Objective
Give the rows below again, renaming "instance" to "occurrence" everywhere it occurs and leaving everything else unchanged.

Input for this task
--- Begin ---

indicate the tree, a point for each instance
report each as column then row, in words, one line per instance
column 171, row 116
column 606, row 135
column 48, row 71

--- End ---

Result of this exercise
indicate the tree, a point for each occurrence
report each as column then row, in words, one line per occurrence
column 171, row 116
column 606, row 135
column 48, row 71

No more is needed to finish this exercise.